- **Task material**
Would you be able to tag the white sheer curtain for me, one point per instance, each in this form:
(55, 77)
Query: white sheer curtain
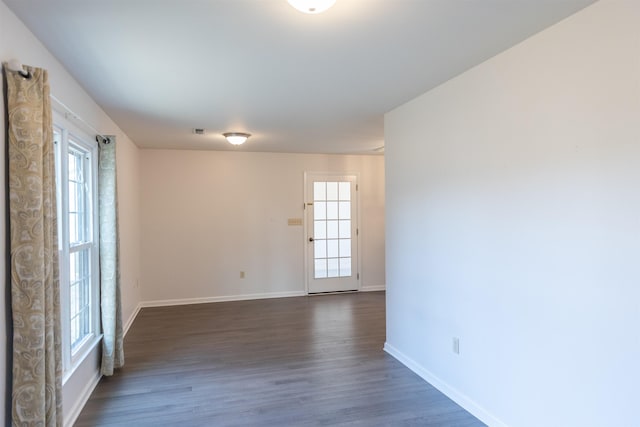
(110, 304)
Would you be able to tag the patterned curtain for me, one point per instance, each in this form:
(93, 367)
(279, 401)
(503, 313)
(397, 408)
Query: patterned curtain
(110, 305)
(35, 291)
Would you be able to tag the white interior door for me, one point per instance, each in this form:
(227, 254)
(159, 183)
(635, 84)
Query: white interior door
(331, 209)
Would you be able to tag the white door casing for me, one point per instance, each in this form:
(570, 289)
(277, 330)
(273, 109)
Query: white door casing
(331, 232)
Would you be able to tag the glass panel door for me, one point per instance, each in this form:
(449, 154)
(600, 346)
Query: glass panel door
(332, 233)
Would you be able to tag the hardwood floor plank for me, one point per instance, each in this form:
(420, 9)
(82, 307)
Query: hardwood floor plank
(309, 361)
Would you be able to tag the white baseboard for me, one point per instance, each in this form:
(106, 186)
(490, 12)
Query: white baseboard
(71, 416)
(204, 300)
(129, 322)
(374, 288)
(451, 392)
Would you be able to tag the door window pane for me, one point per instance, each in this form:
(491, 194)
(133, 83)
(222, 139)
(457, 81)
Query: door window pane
(344, 211)
(332, 191)
(345, 267)
(320, 229)
(320, 268)
(345, 247)
(319, 191)
(345, 190)
(319, 210)
(333, 268)
(320, 248)
(332, 249)
(345, 229)
(332, 229)
(332, 210)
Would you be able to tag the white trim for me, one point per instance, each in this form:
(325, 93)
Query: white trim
(451, 392)
(307, 175)
(205, 300)
(129, 322)
(71, 416)
(373, 288)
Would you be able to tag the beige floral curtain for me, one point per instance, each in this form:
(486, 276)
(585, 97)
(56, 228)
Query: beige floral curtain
(110, 304)
(35, 293)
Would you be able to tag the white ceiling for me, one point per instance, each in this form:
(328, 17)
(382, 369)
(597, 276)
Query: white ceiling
(297, 82)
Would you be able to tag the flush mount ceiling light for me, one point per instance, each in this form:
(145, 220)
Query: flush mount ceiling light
(311, 6)
(236, 138)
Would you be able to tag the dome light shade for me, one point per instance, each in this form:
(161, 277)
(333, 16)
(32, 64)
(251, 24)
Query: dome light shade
(311, 6)
(236, 138)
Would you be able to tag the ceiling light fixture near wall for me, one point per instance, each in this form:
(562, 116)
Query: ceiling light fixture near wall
(312, 6)
(236, 138)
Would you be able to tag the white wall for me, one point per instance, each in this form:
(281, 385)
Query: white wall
(16, 41)
(209, 215)
(513, 223)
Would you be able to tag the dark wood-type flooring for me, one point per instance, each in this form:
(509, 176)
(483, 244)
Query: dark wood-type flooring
(309, 361)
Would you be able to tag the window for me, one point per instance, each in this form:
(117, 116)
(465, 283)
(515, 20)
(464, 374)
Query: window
(76, 178)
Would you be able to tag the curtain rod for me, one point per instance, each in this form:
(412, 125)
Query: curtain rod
(16, 66)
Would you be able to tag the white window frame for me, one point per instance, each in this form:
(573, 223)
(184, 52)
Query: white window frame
(72, 136)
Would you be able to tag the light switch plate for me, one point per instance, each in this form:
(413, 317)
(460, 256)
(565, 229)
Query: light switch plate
(294, 221)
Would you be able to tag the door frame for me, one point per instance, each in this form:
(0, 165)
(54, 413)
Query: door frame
(305, 222)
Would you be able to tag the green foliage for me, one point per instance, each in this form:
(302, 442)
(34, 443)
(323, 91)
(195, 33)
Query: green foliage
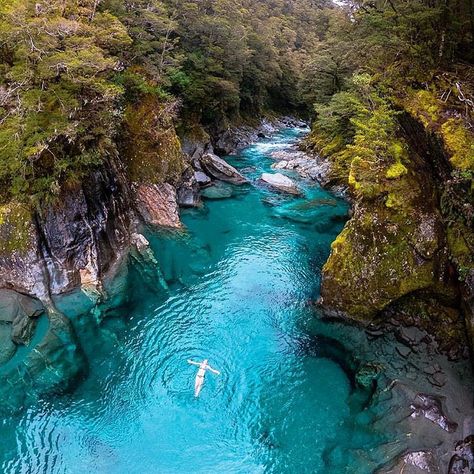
(56, 91)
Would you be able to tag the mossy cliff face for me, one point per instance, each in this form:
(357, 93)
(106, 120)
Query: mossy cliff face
(21, 266)
(393, 245)
(411, 229)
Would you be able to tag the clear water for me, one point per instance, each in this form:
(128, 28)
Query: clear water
(241, 280)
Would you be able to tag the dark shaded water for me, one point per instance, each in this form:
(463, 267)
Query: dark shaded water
(241, 280)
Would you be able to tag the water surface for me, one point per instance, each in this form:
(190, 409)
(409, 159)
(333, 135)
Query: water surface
(241, 283)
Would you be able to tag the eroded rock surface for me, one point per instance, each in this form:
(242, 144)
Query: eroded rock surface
(220, 169)
(281, 183)
(157, 204)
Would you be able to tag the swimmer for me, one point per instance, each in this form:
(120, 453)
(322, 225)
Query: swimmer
(203, 366)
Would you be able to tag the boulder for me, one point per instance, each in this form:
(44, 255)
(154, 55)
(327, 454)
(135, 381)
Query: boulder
(187, 192)
(430, 407)
(157, 204)
(21, 312)
(281, 183)
(217, 191)
(414, 462)
(220, 169)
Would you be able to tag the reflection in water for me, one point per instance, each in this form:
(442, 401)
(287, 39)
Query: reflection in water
(239, 284)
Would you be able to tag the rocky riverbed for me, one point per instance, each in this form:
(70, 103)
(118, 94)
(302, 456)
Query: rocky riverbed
(408, 377)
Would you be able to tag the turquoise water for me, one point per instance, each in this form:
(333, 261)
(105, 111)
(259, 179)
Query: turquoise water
(241, 282)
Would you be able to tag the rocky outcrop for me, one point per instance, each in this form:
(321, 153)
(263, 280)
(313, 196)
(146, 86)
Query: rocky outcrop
(157, 204)
(220, 169)
(20, 314)
(281, 183)
(312, 167)
(74, 241)
(406, 237)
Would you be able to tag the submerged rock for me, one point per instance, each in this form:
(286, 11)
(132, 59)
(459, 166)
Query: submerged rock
(201, 178)
(414, 462)
(157, 204)
(463, 460)
(281, 183)
(220, 169)
(312, 167)
(430, 407)
(20, 312)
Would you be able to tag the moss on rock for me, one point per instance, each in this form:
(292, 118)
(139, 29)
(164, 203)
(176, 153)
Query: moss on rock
(374, 262)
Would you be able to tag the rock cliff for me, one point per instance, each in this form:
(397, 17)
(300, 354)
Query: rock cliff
(410, 238)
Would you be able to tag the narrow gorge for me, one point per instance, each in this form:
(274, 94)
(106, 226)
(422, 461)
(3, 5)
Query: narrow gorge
(281, 188)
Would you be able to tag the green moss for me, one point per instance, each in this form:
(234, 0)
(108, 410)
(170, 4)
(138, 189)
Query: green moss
(461, 242)
(372, 264)
(396, 170)
(425, 106)
(152, 148)
(15, 228)
(459, 142)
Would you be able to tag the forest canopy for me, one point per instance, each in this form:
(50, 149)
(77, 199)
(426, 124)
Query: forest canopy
(69, 71)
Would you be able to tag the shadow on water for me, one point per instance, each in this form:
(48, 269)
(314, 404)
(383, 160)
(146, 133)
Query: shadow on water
(236, 288)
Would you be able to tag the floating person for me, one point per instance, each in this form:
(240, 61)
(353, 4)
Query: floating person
(203, 366)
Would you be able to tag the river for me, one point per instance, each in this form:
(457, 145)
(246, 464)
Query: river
(241, 283)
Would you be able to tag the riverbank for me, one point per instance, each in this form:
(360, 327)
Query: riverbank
(237, 284)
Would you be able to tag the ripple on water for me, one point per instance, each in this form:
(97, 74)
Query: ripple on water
(239, 282)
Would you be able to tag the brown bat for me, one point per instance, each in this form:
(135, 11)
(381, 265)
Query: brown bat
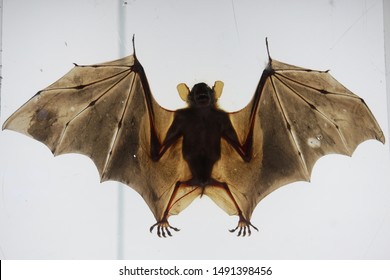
(107, 112)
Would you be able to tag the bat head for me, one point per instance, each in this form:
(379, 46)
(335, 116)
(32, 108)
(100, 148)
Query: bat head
(201, 95)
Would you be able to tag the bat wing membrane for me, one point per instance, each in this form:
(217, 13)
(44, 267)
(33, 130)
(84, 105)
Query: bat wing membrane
(106, 112)
(297, 116)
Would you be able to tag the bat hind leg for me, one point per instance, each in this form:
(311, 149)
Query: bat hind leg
(244, 225)
(163, 227)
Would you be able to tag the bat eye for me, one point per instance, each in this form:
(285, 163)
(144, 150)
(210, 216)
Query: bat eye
(218, 87)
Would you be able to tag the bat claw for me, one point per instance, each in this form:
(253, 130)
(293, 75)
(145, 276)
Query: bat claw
(243, 227)
(163, 228)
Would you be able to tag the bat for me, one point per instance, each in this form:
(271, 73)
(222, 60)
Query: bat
(107, 112)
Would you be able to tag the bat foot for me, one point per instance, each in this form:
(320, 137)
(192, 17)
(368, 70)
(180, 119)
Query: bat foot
(163, 228)
(243, 227)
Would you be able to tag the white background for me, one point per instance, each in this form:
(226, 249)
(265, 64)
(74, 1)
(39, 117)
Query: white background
(55, 208)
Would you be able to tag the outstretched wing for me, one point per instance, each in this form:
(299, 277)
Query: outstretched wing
(106, 112)
(297, 115)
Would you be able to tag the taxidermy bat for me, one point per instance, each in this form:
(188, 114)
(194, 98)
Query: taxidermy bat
(107, 112)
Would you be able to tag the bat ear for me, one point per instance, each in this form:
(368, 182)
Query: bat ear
(184, 91)
(218, 87)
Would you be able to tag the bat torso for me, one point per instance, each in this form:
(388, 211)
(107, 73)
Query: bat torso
(202, 129)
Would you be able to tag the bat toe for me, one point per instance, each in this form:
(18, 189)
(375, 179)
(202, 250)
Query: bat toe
(163, 228)
(243, 228)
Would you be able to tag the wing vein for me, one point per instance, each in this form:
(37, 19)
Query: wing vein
(90, 105)
(312, 106)
(289, 128)
(119, 126)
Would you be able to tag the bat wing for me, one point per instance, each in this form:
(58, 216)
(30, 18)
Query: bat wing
(106, 112)
(296, 116)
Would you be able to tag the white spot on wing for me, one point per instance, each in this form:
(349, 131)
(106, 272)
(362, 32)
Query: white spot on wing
(315, 142)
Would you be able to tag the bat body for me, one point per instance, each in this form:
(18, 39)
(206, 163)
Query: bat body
(296, 116)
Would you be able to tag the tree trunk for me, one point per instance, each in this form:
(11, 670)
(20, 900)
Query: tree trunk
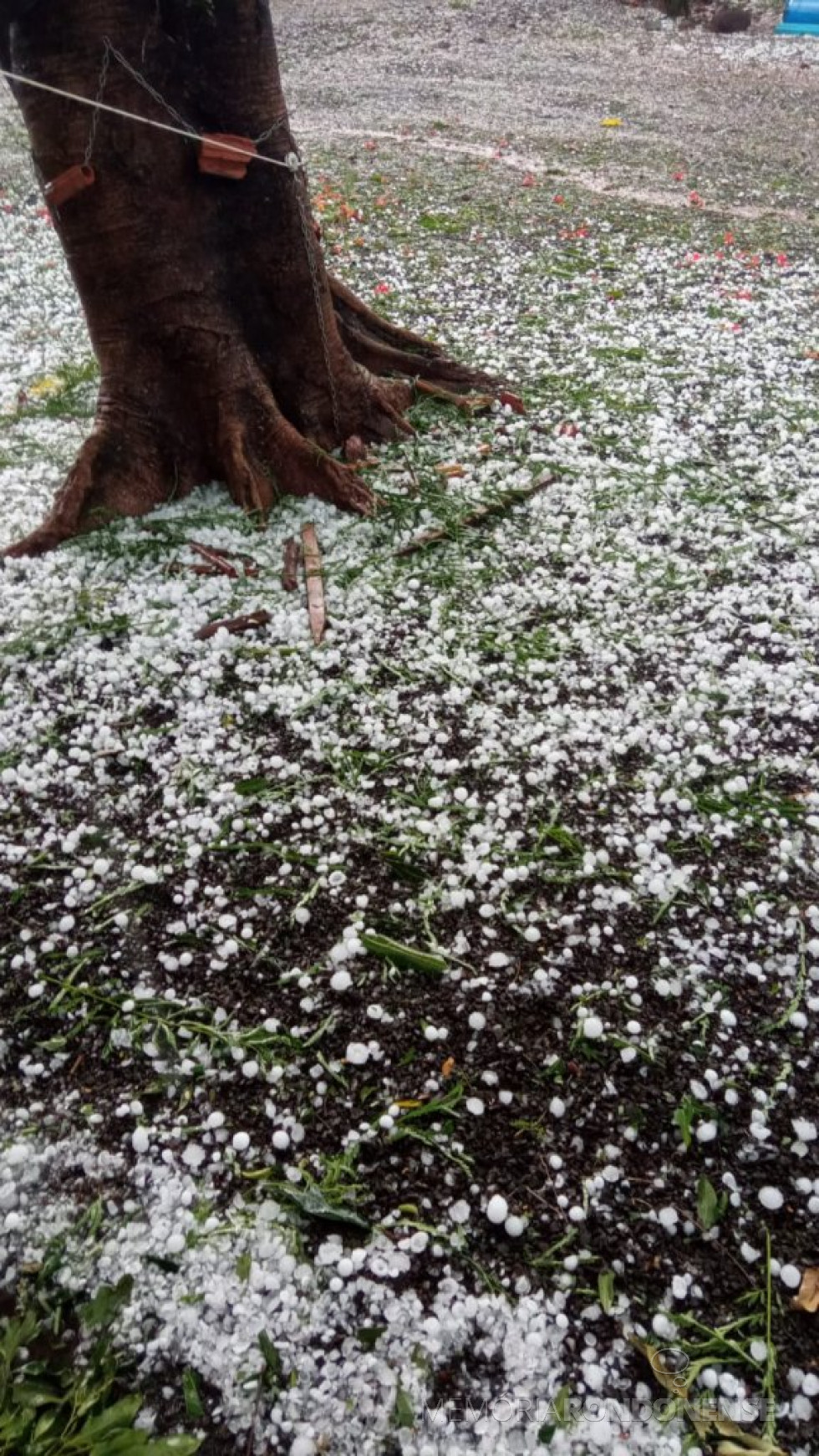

- **What is being asked**
Once you find the line that contains "Would you be able to tag the tree", reproduce it and every line after it through the end of the entries above, exactly as written, with no pictures.

- **Exercise solution**
Would you be able to tag the tree trunk for me, one point per instance, each in this form:
(11, 670)
(20, 900)
Query: tree trunk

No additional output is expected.